**WHAT THE TASK REQUIRES**
Scan the records below and copy every line that contains the string "Find".

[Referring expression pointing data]
------------------------------

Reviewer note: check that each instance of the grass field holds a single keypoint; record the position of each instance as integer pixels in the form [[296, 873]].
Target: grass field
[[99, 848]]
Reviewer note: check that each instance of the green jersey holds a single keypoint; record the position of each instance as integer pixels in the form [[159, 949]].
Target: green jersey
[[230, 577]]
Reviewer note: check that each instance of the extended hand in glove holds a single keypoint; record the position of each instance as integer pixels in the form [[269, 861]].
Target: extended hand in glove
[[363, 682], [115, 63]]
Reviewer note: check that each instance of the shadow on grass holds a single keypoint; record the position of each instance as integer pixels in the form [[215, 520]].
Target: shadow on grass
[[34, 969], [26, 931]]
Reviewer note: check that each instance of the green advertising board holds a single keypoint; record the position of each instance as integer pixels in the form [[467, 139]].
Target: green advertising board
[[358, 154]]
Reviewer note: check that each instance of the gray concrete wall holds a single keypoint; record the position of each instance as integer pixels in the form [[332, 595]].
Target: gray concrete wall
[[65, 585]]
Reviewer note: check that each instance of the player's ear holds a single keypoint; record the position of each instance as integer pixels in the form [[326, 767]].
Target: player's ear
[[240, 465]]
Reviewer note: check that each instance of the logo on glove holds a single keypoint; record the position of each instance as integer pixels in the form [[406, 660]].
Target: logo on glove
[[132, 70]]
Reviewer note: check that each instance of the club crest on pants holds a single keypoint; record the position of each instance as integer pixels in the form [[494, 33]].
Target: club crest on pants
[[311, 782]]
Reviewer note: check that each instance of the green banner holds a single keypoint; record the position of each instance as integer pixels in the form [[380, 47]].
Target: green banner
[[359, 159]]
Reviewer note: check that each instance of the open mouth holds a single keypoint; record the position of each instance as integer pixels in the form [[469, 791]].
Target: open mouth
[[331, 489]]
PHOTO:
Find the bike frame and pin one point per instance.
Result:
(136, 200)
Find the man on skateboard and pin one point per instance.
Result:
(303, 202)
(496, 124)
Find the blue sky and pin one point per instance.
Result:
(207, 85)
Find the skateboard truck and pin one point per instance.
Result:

------------------------------

**WRITTEN SOLUTION**
Find the bike frame and pin one point per instance.
Find the man on skateboard and pin one point per instance.
Find the blue sky and pin one point per instance.
Find the skateboard truck and pin one point per instance.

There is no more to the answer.